| SHORT PROBLEM |
Format every line of the listing below as a JSON array of strings, one string per line, omitting blank lines.

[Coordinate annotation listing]
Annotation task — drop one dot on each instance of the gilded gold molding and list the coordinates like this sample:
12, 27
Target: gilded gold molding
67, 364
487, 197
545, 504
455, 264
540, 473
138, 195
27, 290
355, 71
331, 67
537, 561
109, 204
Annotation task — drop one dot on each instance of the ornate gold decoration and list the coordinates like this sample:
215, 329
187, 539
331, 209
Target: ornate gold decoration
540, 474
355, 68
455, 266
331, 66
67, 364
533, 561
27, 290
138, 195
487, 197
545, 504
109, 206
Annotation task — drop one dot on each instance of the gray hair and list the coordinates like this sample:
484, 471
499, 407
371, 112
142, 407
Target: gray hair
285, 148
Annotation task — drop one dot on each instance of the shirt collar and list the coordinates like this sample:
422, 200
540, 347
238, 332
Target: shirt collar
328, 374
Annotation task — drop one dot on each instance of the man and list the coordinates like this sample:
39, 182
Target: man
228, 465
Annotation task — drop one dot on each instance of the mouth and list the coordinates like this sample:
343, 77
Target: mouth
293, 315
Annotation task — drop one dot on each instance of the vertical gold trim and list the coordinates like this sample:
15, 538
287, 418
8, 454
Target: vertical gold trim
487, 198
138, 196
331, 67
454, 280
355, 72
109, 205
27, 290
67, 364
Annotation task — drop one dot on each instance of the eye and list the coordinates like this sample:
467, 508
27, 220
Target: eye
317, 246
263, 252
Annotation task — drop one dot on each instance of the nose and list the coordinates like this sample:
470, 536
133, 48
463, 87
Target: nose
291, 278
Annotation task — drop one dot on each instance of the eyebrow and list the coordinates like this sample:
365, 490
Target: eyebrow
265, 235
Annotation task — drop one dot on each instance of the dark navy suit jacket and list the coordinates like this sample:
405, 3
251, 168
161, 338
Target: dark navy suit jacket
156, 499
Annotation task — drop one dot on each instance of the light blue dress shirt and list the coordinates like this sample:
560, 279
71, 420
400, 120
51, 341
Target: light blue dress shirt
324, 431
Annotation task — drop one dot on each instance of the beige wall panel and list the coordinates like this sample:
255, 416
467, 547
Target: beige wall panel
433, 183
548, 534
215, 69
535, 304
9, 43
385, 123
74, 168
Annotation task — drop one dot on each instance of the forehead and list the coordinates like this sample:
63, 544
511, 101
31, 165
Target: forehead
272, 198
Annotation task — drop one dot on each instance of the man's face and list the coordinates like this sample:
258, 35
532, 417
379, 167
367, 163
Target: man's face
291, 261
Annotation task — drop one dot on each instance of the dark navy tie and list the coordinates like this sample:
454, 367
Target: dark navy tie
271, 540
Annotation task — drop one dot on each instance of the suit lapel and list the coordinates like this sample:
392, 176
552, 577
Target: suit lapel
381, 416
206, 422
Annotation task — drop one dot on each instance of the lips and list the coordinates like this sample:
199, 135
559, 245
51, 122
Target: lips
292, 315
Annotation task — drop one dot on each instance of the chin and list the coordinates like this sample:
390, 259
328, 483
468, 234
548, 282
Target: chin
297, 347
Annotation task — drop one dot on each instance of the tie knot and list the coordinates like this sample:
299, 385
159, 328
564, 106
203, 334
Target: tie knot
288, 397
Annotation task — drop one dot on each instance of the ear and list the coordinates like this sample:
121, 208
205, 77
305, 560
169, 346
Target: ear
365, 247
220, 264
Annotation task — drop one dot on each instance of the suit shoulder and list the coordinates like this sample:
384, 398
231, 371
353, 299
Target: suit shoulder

| RESPONSE |
[
  "Annotation task — drop one dot on each instance of the gilded gold molding and list the coordinates like this sample:",
  "12, 27",
  "Target: gilded gold molding",
  "67, 364",
  "487, 197",
  "545, 504",
  "455, 264",
  "540, 473",
  "138, 195",
  "27, 290",
  "355, 71",
  "331, 67",
  "537, 561",
  "109, 204",
  "Annotation task — drop one dot on each instance of the ornate gold decoration and list the coordinates like this sample:",
  "215, 329",
  "187, 539",
  "331, 209",
  "Target: ornate gold decoration",
  "540, 474",
  "355, 68",
  "455, 266",
  "331, 66",
  "67, 364",
  "533, 561",
  "27, 290",
  "138, 195",
  "487, 197",
  "545, 504",
  "109, 206",
  "Annotation task — drop one dot on each instance of the gray hair and list the coordinates like this sample:",
  "484, 471",
  "499, 407",
  "371, 112",
  "142, 407",
  "Target: gray hair",
  "285, 148",
  "Annotation task — drop one dot on each instance of the shirt collar and list the coordinates like this sample:",
  "422, 200",
  "540, 347",
  "238, 332",
  "Target: shirt collar",
  "328, 374",
  "Annotation task — drop one dot on each instance of the man and list the coordinates like this sample:",
  "39, 182",
  "Target: man",
  "228, 465",
  "Annotation task — drop one dot on each instance of the mouth and list the coordinates like this sample:",
  "343, 77",
  "Target: mouth",
  "293, 315",
  "Annotation task — drop one dot on each instance of the vertical gold trim and list the coordinates like this sample:",
  "15, 538",
  "287, 418",
  "8, 454",
  "Target: vertical gold trim",
  "487, 198",
  "138, 196",
  "331, 67",
  "454, 280",
  "355, 72",
  "109, 205",
  "27, 290",
  "67, 364",
  "Annotation task — drop one dot on each instance of the eye and list the coordinates like this sample:",
  "467, 508",
  "27, 220",
  "Target: eye",
  "317, 246",
  "263, 252",
  "Annotation task — drop one dot on each instance of the nose and list the coordinates like this sample:",
  "470, 536",
  "133, 48",
  "463, 87",
  "Target: nose",
  "291, 278",
  "Annotation task — drop one dot on each instance of the eyebrow and list the coordinates like this sample:",
  "365, 490",
  "Target: eyebrow",
  "265, 235",
  "Annotation task — drop one dot on each instance of the dark navy suit jacket and list the coordinates like this sample:",
  "405, 3",
  "251, 168",
  "161, 338",
  "Target: dark navy suit jacket",
  "156, 499",
  "Annotation task — drop one dot on each instance of the light blue dress shirt and list the coordinates like this sample:",
  "560, 279",
  "71, 420",
  "400, 120",
  "51, 341",
  "Target: light blue dress shirt",
  "324, 431",
  "Annotation task — drop one dot on each instance of the beige wall panel and list the coordinates like this sample:",
  "255, 416",
  "467, 547",
  "Target: beige wall panel",
  "433, 183",
  "548, 534",
  "215, 69",
  "535, 304",
  "9, 43",
  "385, 123",
  "74, 168",
  "Annotation task — drop one dot on each instance of the forehead and list the coordinates like this sample:",
  "63, 544",
  "511, 101",
  "31, 165",
  "Target: forehead",
  "272, 198",
  "Annotation task — drop one dot on each instance of the man's face and list the coordinates like this sample:",
  "258, 35",
  "532, 417",
  "379, 167",
  "367, 163",
  "Target: man's face",
  "291, 261",
  "Annotation task — drop one dot on each instance of the dark navy tie and list the coordinates like this sample:",
  "454, 367",
  "Target: dark navy tie",
  "271, 540",
  "Annotation task — drop one dot on each instance of the suit lapel and list the coordinates like this sample:",
  "392, 176",
  "552, 577",
  "Target: suit lapel",
  "381, 416",
  "206, 422",
  "Annotation task — drop one dot on each instance of the lips and list the coordinates like this sample:",
  "199, 135",
  "559, 245",
  "51, 122",
  "Target: lips",
  "292, 315",
  "Annotation task — drop one dot on each instance of the chin and list the coordinates like this sample:",
  "390, 259",
  "328, 483",
  "468, 234",
  "548, 282",
  "Target: chin",
  "297, 347",
  "Annotation task — drop one dot on each instance of the tie knot and list the coordinates like this sample:",
  "299, 385",
  "159, 328",
  "564, 106",
  "203, 334",
  "Target: tie knot",
  "288, 397",
  "Annotation task — drop one dot on each instance of the ear and list the coordinates like this sample:",
  "121, 208",
  "205, 77",
  "305, 560",
  "169, 346",
  "Target: ear",
  "365, 247",
  "220, 264",
  "Annotation task — drop one dot on each instance of the suit shoulder and list the coordinates like this sample:",
  "384, 398",
  "231, 371",
  "353, 299",
  "Target: suit shoulder"
]